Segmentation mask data
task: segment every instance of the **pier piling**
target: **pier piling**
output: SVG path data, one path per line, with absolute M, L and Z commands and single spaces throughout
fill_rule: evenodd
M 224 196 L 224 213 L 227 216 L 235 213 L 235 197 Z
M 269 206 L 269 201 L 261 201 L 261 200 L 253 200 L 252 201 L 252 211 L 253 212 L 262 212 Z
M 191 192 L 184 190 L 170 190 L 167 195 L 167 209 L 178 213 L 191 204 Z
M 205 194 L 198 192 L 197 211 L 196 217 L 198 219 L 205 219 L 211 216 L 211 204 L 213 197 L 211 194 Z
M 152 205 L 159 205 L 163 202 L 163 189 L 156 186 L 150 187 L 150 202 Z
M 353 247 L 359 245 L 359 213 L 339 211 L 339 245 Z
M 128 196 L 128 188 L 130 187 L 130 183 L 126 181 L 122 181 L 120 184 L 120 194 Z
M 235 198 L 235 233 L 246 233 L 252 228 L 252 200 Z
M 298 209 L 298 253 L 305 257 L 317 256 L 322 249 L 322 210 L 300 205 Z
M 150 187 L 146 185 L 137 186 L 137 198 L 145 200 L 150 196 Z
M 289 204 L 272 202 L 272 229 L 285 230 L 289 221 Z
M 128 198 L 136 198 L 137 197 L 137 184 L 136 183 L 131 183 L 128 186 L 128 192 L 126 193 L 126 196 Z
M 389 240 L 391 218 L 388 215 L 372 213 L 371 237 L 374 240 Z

To do: Each entry must be printed again exactly as given.

Your solution:
task: segment every instance of the **pier piling**
target: **pier piling**
output: SVG path data, one path per line, with absolute M, L and Z commands and single spaces throughout
fill_rule: evenodd
M 224 196 L 224 213 L 227 216 L 235 213 L 235 197 Z
M 269 206 L 269 201 L 261 201 L 261 200 L 253 200 L 252 201 L 252 211 L 253 212 L 262 212 Z
M 191 192 L 184 190 L 170 190 L 167 195 L 167 209 L 178 213 L 191 204 Z
M 205 194 L 198 192 L 197 211 L 196 217 L 198 219 L 205 219 L 211 216 L 211 204 L 213 197 L 211 194 Z
M 152 205 L 159 205 L 163 202 L 163 189 L 156 186 L 150 187 L 150 202 Z
M 353 247 L 359 245 L 359 213 L 339 211 L 339 245 Z
M 128 196 L 128 188 L 130 187 L 130 183 L 126 181 L 122 181 L 120 184 L 120 194 Z
M 235 198 L 235 233 L 246 233 L 252 228 L 252 200 Z
M 298 209 L 298 253 L 305 257 L 317 256 L 322 249 L 322 210 L 300 205 Z
M 150 187 L 146 185 L 137 186 L 137 198 L 145 200 L 150 196 Z
M 289 204 L 272 202 L 272 229 L 285 230 L 289 221 Z
M 128 198 L 136 198 L 137 197 L 137 184 L 136 183 L 131 183 L 128 186 L 128 192 L 126 193 L 126 196 Z
M 389 240 L 391 218 L 388 215 L 372 213 L 371 237 L 374 240 Z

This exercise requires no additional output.